▶ Part of a data file
-- START --

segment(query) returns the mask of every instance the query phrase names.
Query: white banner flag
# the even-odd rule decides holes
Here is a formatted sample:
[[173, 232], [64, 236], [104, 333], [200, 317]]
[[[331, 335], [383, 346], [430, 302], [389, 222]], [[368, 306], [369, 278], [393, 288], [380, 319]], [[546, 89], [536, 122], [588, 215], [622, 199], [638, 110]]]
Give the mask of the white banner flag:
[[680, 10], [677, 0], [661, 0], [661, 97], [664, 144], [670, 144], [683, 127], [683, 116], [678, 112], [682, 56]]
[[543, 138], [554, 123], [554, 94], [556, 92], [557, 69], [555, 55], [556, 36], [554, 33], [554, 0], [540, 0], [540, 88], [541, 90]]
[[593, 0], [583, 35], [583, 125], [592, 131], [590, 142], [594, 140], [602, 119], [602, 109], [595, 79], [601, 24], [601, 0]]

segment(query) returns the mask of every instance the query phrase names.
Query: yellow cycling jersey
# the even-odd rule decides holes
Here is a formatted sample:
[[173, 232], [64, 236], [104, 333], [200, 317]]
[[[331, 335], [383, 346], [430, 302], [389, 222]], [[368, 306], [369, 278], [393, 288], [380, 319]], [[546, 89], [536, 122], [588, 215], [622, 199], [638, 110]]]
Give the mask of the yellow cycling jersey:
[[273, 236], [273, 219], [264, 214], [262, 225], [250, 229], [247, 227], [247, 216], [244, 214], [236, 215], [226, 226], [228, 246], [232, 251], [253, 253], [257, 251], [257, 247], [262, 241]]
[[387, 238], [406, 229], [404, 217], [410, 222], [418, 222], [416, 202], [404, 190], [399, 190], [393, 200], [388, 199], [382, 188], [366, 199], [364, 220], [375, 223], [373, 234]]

-- END --

▶ What is asked
Repeat the rows above verbatim, from the first line down to and including the line containing "112], [682, 56]]".

▶ Response
segment(query) returns the mask of every instance the query phrase names.
Query: white banner flag
# the even-odd rule decides holes
Here is a formatted sample:
[[173, 232], [64, 236], [104, 333], [200, 317]]
[[[331, 335], [383, 346], [430, 302], [389, 222]], [[368, 306], [369, 278], [393, 288], [380, 319]], [[546, 89], [536, 122], [588, 215], [622, 199], [638, 110]]]
Give the mask of the white banner flag:
[[680, 10], [677, 0], [661, 0], [661, 97], [664, 144], [670, 144], [683, 127], [683, 116], [678, 112], [682, 56]]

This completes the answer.